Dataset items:
Start
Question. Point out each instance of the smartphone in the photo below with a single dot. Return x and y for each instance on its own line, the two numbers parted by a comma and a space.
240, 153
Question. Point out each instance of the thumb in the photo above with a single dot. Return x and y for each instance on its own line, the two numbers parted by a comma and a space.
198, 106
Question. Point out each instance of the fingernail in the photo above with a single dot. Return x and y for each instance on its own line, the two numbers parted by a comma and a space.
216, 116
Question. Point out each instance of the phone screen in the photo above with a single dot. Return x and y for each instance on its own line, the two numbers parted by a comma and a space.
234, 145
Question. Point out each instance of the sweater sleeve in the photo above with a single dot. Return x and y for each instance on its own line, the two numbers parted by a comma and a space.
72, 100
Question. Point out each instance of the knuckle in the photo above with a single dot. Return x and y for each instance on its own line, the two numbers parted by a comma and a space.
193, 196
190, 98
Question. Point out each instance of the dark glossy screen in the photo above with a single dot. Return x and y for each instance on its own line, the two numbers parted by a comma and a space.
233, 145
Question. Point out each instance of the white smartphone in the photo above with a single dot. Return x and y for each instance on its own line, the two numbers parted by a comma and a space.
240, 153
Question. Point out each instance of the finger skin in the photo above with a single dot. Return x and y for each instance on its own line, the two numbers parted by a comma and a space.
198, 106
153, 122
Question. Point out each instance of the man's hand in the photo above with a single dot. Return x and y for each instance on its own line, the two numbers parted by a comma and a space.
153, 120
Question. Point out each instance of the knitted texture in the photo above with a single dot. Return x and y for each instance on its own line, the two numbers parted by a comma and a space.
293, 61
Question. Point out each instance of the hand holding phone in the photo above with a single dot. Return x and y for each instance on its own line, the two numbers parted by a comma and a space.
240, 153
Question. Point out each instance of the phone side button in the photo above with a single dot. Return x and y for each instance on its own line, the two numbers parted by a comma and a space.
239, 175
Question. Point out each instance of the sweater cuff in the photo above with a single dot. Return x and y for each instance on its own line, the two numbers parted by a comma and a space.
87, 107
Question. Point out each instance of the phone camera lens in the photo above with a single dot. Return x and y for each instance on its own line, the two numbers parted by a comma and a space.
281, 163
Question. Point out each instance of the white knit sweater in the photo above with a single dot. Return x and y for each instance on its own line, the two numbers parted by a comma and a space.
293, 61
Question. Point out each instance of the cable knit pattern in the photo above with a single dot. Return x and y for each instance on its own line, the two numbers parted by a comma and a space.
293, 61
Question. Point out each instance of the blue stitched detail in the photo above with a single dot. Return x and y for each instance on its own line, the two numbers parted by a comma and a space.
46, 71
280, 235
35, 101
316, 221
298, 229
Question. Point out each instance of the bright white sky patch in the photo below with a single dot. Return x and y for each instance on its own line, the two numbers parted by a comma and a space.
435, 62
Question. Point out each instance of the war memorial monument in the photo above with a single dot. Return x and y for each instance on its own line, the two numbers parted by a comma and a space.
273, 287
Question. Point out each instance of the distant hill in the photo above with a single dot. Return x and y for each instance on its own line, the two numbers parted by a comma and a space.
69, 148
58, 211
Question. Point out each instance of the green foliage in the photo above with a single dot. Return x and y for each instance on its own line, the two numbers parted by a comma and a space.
End
Will you print all of the records above again, word for word and with nothing changed?

Question. Point out each instance of the smartphone in the photo below with a single dot. Return x and y for each instance on its own line, the two numbers parted by a comma and a space.
240, 153
Question. Point out each instance of the thumb in the photo above with a single dot. Return x and y for each instance on its own line, the two numbers parted by a comma and a space.
198, 106
Question. Point out each instance of the fingernail in the photo above with a single dot. Return x and y for each instance on its own line, the two numbers parted by a comma and a space.
216, 116
Question. Point out each instance of the phone screen in the photo above with a single dot. Return x and y for each instance on its own line, the two numbers parted by a comma and a space.
234, 145
Question. Point out each instance of the sweater sleeve in the photo above with a single dot. Return x and y for each instance on its own line, the two numbers parted by a comma and a space.
72, 100
Question. Point out each instance of the knuckle in the photo above with a single dot. Return x and y for each instance on its own line, the two numbers parted by a comma and a space.
193, 196
190, 98
Question. Point out each instance of the dark glossy screen in the photo above with a single dot. Return x and y for each instance on its own line, the two numbers parted by a comma and a space.
233, 145
Question. Point out each instance of the white smartphone in the photo above with a single dot. Return x and y for each instance on its own line, the two numbers parted by a comma and a space.
240, 153
Question. Point out each instance of the finger skin in the photo above with a single dot. Return x and y for each instance on its own line, the two numbers parted by a comma and a space.
198, 106
153, 122
Question. Point out each instance of the man's hand in the photo above with a single dot. Return x and y for each instance on its own line, the two numbers parted by a comma and a space.
153, 120
Question. Point out each instance of the knitted texture in the photo above with a single dot. Return x and y for each instance on its own line, the two numbers parted by a comma and a space.
293, 61
Question. Point out each instance of the hand holding phone in the photo above with a single dot. Return x and y for each instance on its own line, the two numbers parted by a comma and a space.
240, 153
Question. Point out each instance of the phone side button in the photo above with a single dot. Return x and y for each instance on its own line, the two numbers parted by a comma and a space.
239, 175
Question. Point out each instance of the sweater cuff in the photo above with a single dot. Return x and y for each instance on its own line, the two numbers parted by a comma and a space.
87, 107
Question. Point out each instance of the phone camera lens in the photo above with a single dot. Return x and y for each instance on its own line, the two numbers parted by a comma and a space.
281, 163
Question. Point out each instance of the white knit sweater in the photo above with a single dot. Return x and y for each instance on its own line, the two numbers parted by a comma and a space.
293, 61
Question. Point out each instance of the cable knit pattern in the photo above with a single dot. Return x and y for each instance on its own line, the two numbers parted by a comma and a space.
293, 61
Question. Point out each instance of the blue stitched detail in the photo above with a single dot. Return x and y for each instance on its own line, the two numbers parted by a comma and a space.
46, 71
280, 235
35, 101
316, 221
298, 229
Question. Point out each instance of the bright white sky patch in the photo below with a single dot. Return x and y for each instance on its own line, the two numbers parted by a comma and a space.
435, 62
Question. Point out each instance of the war memorial monument in the photo above with a single dot. Return x and y for each instance on its own line, the two numbers parted by a comma and a space.
273, 287
Question. Point out each instance of the distant hill in the photo above with a single dot. Return x and y for each instance on its own line, the two numbers parted by a comma and a space.
69, 148
58, 211
Question. Point out each instance of the green foliage in the photo above with a single dot. Return x and y for each instance on its own line, the two numbers parted by a comma and a space.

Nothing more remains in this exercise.